Your instructions: Rewrite the lines below as a numbered list, leaving out any blank lines. Include every entry.

A run of records
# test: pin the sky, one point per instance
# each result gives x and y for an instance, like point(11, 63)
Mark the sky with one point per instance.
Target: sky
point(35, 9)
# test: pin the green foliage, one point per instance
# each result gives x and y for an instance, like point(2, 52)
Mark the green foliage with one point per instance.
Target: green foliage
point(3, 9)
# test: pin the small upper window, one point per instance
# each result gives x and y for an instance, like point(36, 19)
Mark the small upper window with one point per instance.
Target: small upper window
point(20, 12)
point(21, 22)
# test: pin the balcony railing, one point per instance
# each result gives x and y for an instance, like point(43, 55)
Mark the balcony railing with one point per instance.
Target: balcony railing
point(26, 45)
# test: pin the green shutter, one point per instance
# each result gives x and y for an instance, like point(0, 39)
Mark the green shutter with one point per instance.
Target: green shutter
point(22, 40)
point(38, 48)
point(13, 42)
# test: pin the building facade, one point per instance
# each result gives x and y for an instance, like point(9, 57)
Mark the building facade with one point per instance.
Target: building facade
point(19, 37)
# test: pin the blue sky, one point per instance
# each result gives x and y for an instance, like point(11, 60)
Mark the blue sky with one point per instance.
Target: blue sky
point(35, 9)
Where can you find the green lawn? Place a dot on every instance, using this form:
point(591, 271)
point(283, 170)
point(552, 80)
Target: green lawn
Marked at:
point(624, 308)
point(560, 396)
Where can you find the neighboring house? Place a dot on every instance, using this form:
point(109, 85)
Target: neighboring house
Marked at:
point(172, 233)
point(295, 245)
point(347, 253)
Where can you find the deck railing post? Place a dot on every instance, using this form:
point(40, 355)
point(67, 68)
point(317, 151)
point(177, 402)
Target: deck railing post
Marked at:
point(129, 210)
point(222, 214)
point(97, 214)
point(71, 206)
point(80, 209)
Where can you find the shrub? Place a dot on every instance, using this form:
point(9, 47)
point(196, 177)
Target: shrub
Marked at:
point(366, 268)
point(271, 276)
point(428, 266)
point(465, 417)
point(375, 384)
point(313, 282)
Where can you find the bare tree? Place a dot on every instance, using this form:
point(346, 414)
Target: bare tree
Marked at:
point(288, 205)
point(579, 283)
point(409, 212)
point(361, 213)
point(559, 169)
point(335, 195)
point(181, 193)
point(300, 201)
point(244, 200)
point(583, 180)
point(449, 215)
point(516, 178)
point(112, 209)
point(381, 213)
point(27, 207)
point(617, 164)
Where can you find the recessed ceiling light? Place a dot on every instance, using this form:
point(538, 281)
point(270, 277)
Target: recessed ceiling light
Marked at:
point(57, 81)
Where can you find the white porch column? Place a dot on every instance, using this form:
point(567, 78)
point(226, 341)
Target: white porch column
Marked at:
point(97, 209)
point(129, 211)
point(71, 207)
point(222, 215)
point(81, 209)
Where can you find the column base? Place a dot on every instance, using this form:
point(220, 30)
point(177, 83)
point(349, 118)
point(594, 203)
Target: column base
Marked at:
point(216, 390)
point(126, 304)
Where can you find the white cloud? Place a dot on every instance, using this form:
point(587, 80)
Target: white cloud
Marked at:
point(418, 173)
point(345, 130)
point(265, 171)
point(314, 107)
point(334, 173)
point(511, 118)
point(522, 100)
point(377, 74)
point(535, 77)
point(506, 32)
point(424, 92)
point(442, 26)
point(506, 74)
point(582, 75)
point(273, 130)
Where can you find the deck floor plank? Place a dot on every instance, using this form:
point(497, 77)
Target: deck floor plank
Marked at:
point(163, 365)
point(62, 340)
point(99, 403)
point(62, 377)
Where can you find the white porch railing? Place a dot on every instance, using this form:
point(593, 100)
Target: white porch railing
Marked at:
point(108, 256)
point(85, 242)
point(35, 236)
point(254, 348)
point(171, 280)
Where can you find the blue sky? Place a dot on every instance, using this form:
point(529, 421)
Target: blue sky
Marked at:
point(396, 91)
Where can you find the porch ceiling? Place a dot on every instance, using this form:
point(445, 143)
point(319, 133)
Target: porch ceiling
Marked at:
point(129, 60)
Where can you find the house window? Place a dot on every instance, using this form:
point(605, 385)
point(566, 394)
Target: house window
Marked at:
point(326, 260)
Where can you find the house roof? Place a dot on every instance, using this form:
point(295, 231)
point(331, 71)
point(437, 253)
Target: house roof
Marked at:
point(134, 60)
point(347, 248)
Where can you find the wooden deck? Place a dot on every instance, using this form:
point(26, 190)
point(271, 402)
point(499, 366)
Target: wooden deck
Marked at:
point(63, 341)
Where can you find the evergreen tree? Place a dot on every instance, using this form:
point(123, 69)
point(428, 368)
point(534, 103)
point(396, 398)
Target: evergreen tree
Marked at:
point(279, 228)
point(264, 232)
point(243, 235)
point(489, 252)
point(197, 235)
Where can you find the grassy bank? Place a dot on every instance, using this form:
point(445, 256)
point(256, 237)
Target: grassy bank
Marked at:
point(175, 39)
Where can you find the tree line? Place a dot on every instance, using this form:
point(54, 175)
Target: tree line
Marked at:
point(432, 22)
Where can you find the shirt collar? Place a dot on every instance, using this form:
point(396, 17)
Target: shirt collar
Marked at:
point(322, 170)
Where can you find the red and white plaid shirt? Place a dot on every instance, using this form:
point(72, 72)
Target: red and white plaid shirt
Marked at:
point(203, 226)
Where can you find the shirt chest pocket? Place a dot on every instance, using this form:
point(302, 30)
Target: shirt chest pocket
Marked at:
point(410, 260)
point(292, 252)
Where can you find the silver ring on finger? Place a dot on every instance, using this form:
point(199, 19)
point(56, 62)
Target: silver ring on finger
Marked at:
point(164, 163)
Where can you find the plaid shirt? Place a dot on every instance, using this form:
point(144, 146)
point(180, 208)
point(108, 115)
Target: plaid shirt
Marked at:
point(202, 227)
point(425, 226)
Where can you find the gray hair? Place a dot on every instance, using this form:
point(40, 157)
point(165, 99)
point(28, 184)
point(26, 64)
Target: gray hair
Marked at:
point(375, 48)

Completed exercise:
1. # test: pin the sky, one point per instance
2. # each result gives x and y for an instance, like point(11, 63)
3. Mark the sky with one point per instance.
4. Target: sky
5. point(35, 9)
6. # test: pin the green foliage, one point per instance
7. # each result gives x and y for an instance, like point(2, 52)
8. Mark the green foliage with one point per instance.
9. Target: green foliage
10. point(3, 9)
11. # test: pin the small upper window, one point per instance
12. # each result gives x and y for an instance, like point(36, 19)
13. Mark the small upper window with one point per instance.
14. Target: small upper window
15. point(20, 12)
16. point(21, 22)
17. # test: pin the balcony railing, one point per instance
18. # each result gives x and y for an instance, like point(43, 55)
19. Mark the balcony railing with one point per instance.
20. Target: balcony railing
21. point(26, 45)
22. # test: pin the green shutter, one point per instance
23. # each result gives x and y for an instance, like point(0, 39)
24. Mark the green shutter with one point per instance.
25. Target: green shutter
26. point(22, 40)
27. point(38, 48)
28. point(13, 42)
29. # test: pin the building facade, one point per instance
30. # each result gives x and y for an instance, like point(9, 57)
31. Mark the building facade with one point per instance.
32. Target: building facade
33. point(19, 37)
34. # test: pin the blue sky, one point per instance
35. # each result gives x and y for an instance, like point(11, 60)
36. Mark the blue sky with one point per instance.
37. Target: blue sky
38. point(35, 9)
39. Where can you find the green lawn? Place a dot on every instance, using this form:
40. point(591, 271)
41. point(283, 170)
42. point(552, 80)
43. Target: green lawn
44. Marked at:
45. point(624, 308)
46. point(560, 396)
47. Where can you find the neighboring house? Place a dot on every instance, using this form:
48. point(109, 85)
49. Target: neighboring house
50. Marked at:
51. point(172, 233)
52. point(295, 245)
53. point(347, 253)
54. Where can you find the deck railing post? Place a dot on every instance, using this form:
55. point(40, 355)
56. point(67, 68)
57. point(317, 151)
58. point(177, 402)
59. Target: deck railing post
60. Marked at:
61. point(129, 210)
62. point(222, 214)
63. point(97, 214)
64. point(71, 206)
65. point(80, 209)
66. Where can you find the shrub? Place a dot on every instance, using this form:
67. point(9, 47)
68. point(196, 177)
69. Target: shrub
70. Marked at:
71. point(366, 268)
72. point(271, 276)
73. point(428, 266)
74. point(465, 417)
75. point(375, 384)
76. point(313, 282)
77. Where can you find the bare tree? Place a dot on every instance, using this form:
78. point(346, 414)
79. Target: bare tree
80. Marked at:
81. point(288, 205)
82. point(579, 283)
83. point(409, 212)
84. point(361, 213)
85. point(559, 169)
86. point(335, 195)
87. point(181, 193)
88. point(300, 201)
89. point(244, 200)
90. point(583, 180)
91. point(449, 215)
92. point(516, 178)
93. point(112, 209)
94. point(381, 213)
95. point(27, 207)
96. point(617, 164)
97. Where can you find the recessed ceiling light? Place a dot on every instance, using this form:
98. point(538, 281)
99. point(270, 277)
100. Target: recessed ceiling light
101. Marked at:
102. point(57, 81)
103. Where can you find the white porch column? Place a dot on every instance, using this form:
104. point(567, 78)
105. point(226, 341)
106. Target: white porch column
107. Marked at:
108. point(97, 209)
109. point(129, 211)
110. point(71, 207)
111. point(222, 215)
112. point(81, 209)
113. Where can you find the column base? Place a dot on every instance, using this form:
114. point(220, 30)
115. point(177, 83)
116. point(349, 118)
117. point(594, 203)
118. Target: column base
119. Marked at:
120. point(216, 390)
121. point(126, 304)
122. Where can you find the white cloud? Place a dot on every instance, using this form:
123. point(587, 80)
124. Target: white cloud
125. Marked at:
126. point(418, 173)
127. point(345, 130)
128. point(265, 171)
129. point(314, 107)
130. point(334, 173)
131. point(511, 118)
132. point(522, 100)
133. point(377, 74)
134. point(535, 77)
135. point(506, 32)
136. point(424, 92)
137. point(442, 26)
138. point(506, 74)
139. point(582, 75)
140. point(273, 130)
141. Where can you find the deck floor plank? Place a dot on every instance, using this form:
142. point(497, 77)
143. Target: deck floor plank
144. Marked at:
145. point(163, 365)
146. point(62, 340)
147. point(99, 403)
148. point(62, 377)
149. Where can you find the white porch railing? Place a dot on every instance, using this form:
150. point(593, 100)
151. Target: white porch railing
152. Marked at:
153. point(108, 256)
154. point(85, 242)
155. point(35, 236)
156. point(254, 348)
157. point(171, 280)
158. Where can you find the blue sky? Place a dot on every instance, using this form:
159. point(529, 421)
160. Target: blue sky
161. Marked at:
162. point(396, 91)
163. Where can you find the porch ceiling? Place a dot on every instance, using this form:
164. point(445, 143)
165. point(319, 133)
166. Target: porch ceiling
167. Marked at:
168. point(129, 60)
169. Where can you find the house window? Place a dot on every instance, using this form:
170. point(605, 385)
171. point(566, 394)
172. Target: house window
173. Marked at:
174. point(326, 260)
175. Where can you find the house roof? Place a dot on every instance, using this form:
176. point(295, 231)
177. point(331, 71)
178. point(437, 253)
179. Target: house roof
180. Marked at:
181. point(134, 60)
182. point(347, 248)
183. Where can you find the wooden deck? Place a dot on every instance, using this form:
184. point(26, 190)
185. point(271, 402)
186. point(499, 366)
187. Target: wooden deck
188. Marked at:
189. point(63, 341)
190. Where can you find the evergreen tree? Place a dot on every instance, using this form:
191. point(123, 69)
192. point(428, 368)
193. point(534, 103)
194. point(396, 398)
195. Target: evergreen tree
196. Marked at:
197. point(279, 228)
198. point(264, 232)
199. point(243, 235)
200. point(489, 252)
201. point(197, 235)
202. Where can you find the grassy bank? Place a dot on every instance, using this form:
203. point(445, 256)
204. point(256, 237)
205. Target: grassy bank
206. Marked at:
207. point(175, 39)
208. Where can you find the tree line? Place a dot on every instance, using this form:
209. point(54, 175)
210. Target: tree line
211. Marked at:
212. point(432, 22)
213. Where can you find the shirt collar? Place a dot on every instance, using this form:
214. point(396, 17)
215. Target: shirt collar
216. Marked at:
217. point(322, 170)
218. Where can you find the red and white plaid shirt? Place a dot on every instance, using this form:
219. point(72, 72)
220. Target: red and white plaid shirt
221. Marked at:
222. point(203, 226)
223. Where can you find the shirt chest pocket? Place a dot on every instance, using this form:
224. point(302, 30)
225. Target: shirt chest pocket
226. Marked at:
227. point(410, 260)
228. point(292, 252)
229. Where can you find the silver ring on finger? Place a dot on every instance, using this form:
230. point(199, 19)
231. point(56, 62)
232. Target: silver ring on finger
233. Marked at:
234. point(164, 163)
235. Where can you find the plaid shirt? Place a dot on every instance, using this form:
236. point(144, 146)
237. point(180, 208)
238. point(108, 115)
239. Target: plaid shirt
240. Marked at:
241. point(202, 227)
242. point(425, 226)
243. Where can you find the gray hair? Place a dot on every instance, using this form:
244. point(40, 157)
245. point(165, 99)
246. point(28, 184)
247. point(26, 64)
248. Target: gray hair
249. Marked at:
250. point(375, 48)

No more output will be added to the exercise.